Set exercise A: According to the deepfakes article, which film was one of the first examples of bringing an actor back after death to finish a story?
Set exercise B: Pick up the article on deepfakes after its final sentence and keep writing it.

===== Source passage

Sex tapes aren’t anything new in the slightest, in fact some people have used their ‘accidental’ leaking as a springboard towards an illustrious and lucrative career in reality TV, mentioning no names…ahem…Kim Kardashian. First you had your Paris Hiltons and your Tommy Lees but then you have celebs who were ‘fine’ with their videos coming out like Calum Best or Kieran Hayler etc. This is all well and good for them as they’ve given their permission and it’s bonafide but then you get the actual problem, deepfakes.

 

Lady Gaga original and with Steve Buscemi's face

An example of the horrors of deepfakes. Gaga with Steve Buscemi's face eek!

 

Deepfakes are by their very name, fake. Whilst of course that sounds slightly insidious, they are being used to implement pornographic videos or images featuring celebs you might fancy or admire in a setting that isn’t true to life. Via the use of AI, machine loading and coding, a perpetrator can take anyone’s likeness and assign it to any video or picture that they fancy.

 

You don’t have to Google your fave celeb for long, putting ‘topless’ into your search engine, for example, before you find copious amounts of badly morphed pics of them with their cock or tits out. Of course, they aren’t real and for the most part it’s blatantly obvious as the face doesn’t match the body etc but with a deep fake its far more nefarious.

 

Not just porn 

 

Using programs already in existence, a programmer can take anyone’s face and transmute it onto a body to say or do things that they haven’t really done. You only need to look as far as Hollywood movies where they have the ability to raise and actor from the dead in order to complete a story after their untimely death (Gladiator with Oliver Reed being one of the first examples of this) to see how it’s been possible for a while.

==========
===== Items

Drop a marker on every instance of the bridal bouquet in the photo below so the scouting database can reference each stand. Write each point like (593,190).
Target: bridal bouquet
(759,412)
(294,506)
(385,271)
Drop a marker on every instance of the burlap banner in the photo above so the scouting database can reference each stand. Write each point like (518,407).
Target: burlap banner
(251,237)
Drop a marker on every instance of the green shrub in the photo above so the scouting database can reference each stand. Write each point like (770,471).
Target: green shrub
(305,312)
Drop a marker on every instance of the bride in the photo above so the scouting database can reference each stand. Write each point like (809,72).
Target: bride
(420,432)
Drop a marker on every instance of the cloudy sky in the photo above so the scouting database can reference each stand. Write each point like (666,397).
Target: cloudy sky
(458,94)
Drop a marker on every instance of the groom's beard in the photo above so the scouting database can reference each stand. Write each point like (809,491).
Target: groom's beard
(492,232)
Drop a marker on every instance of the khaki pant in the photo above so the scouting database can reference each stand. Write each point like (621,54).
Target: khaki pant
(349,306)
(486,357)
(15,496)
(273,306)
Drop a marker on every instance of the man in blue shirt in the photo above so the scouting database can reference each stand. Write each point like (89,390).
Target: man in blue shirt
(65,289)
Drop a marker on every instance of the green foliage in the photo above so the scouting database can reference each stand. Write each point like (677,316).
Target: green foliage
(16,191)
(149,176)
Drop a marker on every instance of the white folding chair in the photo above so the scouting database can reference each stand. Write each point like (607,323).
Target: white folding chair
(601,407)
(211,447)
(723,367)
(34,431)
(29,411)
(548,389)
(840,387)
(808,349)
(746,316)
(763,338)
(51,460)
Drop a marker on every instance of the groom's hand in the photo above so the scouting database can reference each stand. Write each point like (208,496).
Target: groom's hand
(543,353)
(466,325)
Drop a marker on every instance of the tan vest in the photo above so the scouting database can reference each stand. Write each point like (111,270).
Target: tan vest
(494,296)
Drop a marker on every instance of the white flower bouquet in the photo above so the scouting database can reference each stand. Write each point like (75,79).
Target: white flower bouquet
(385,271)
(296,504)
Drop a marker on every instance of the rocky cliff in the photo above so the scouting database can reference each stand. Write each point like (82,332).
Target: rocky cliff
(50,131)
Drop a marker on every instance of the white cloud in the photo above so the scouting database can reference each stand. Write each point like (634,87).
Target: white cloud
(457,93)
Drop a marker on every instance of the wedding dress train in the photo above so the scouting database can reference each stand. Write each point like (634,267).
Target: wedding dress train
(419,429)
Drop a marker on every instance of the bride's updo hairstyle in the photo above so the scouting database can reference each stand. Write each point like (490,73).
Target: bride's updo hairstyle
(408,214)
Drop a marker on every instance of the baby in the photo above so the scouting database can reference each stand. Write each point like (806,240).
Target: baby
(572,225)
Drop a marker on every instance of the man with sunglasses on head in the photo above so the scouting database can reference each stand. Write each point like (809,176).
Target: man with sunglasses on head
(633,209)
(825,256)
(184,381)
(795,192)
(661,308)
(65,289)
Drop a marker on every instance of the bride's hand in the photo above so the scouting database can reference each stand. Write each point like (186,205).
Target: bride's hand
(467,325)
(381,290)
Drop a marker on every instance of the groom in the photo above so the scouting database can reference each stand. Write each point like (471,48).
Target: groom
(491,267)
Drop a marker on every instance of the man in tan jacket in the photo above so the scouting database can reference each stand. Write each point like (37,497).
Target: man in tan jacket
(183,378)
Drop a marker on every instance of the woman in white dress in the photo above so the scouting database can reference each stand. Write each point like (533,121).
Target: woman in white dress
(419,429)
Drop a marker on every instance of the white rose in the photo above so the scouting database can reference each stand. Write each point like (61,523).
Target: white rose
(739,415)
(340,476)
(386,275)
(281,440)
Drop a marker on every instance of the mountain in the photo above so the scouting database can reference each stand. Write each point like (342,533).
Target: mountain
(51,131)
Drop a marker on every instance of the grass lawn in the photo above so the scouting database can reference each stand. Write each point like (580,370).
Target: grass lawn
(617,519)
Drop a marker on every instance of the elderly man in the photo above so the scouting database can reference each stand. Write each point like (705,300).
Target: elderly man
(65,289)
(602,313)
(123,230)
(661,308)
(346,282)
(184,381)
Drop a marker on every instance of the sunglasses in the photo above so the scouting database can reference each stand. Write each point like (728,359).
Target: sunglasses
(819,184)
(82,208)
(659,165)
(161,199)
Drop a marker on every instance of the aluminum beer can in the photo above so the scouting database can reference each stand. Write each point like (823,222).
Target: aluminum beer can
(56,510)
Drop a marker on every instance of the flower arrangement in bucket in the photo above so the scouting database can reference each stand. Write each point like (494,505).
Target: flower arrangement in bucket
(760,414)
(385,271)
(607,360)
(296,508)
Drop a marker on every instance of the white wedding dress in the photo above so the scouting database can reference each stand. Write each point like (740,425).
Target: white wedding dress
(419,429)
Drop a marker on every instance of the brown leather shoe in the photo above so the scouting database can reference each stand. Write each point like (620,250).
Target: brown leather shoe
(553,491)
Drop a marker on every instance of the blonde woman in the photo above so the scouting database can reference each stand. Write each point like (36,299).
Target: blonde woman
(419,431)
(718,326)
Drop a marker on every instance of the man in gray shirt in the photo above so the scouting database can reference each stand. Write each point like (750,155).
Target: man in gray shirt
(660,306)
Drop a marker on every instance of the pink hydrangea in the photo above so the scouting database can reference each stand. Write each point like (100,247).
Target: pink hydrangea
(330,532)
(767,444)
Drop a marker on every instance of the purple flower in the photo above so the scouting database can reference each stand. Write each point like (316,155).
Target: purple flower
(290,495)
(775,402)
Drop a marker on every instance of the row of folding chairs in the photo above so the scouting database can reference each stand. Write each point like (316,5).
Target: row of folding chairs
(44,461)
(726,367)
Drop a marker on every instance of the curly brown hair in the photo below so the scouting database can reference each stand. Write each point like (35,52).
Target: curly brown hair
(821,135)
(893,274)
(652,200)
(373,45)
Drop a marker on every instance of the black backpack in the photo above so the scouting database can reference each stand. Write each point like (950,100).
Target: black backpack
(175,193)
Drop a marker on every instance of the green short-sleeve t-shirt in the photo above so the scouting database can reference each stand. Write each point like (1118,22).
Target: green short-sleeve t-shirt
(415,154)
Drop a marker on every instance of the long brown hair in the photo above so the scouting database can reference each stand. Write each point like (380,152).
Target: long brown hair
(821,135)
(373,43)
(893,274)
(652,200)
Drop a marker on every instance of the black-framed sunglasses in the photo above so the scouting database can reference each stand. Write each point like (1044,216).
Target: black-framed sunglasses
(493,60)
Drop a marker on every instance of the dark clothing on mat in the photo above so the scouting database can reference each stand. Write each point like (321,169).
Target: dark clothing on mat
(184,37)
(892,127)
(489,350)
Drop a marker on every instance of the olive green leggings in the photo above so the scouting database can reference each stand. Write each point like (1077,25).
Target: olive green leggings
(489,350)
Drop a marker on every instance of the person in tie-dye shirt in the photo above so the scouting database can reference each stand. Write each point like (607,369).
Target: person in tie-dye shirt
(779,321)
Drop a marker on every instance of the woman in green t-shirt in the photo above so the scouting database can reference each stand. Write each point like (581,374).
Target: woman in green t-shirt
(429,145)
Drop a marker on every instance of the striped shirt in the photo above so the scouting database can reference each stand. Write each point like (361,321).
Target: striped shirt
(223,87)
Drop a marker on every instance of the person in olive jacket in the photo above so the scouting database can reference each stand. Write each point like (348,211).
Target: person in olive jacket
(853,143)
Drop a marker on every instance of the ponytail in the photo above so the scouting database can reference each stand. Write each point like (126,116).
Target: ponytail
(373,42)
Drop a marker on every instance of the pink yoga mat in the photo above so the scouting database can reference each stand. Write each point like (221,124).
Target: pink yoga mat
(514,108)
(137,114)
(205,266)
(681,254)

==========

Task answer A: Gladiator, with Oliver Reed.

Task answer B:
 

Channing Tatum with white shirt and black jacket with white background

Ropey deepfakes Channing Tatum getting it on are often produced

 

Making it look realistic however is a far more current problem with these tools even being used in politics to depict someone’s rival saying terrible things that only if you knew they were fake would you be able to tell. Whilst it seems absurd, if one person thinks it’s real they a thousand will and suddenly you’re in the territory of fake news and dis-information, a blight on today’s society and a brick in the wall of its demise.

 

What is the legality here though, does a manipulated picture cross a line? Do you put the shady outcome to one side as you ‘enjoy’ your fave celeb engaging in sexual acts that they were never involved in? As technology advances faster than we can keep tabs on it and when your very image becomes fodder for propaganda or porn, where do we draw a line a society at what we think is fun or titillation and what is a crime? The law takes a while to catch up so maybe it’s up to us to police ourselves and take a stand.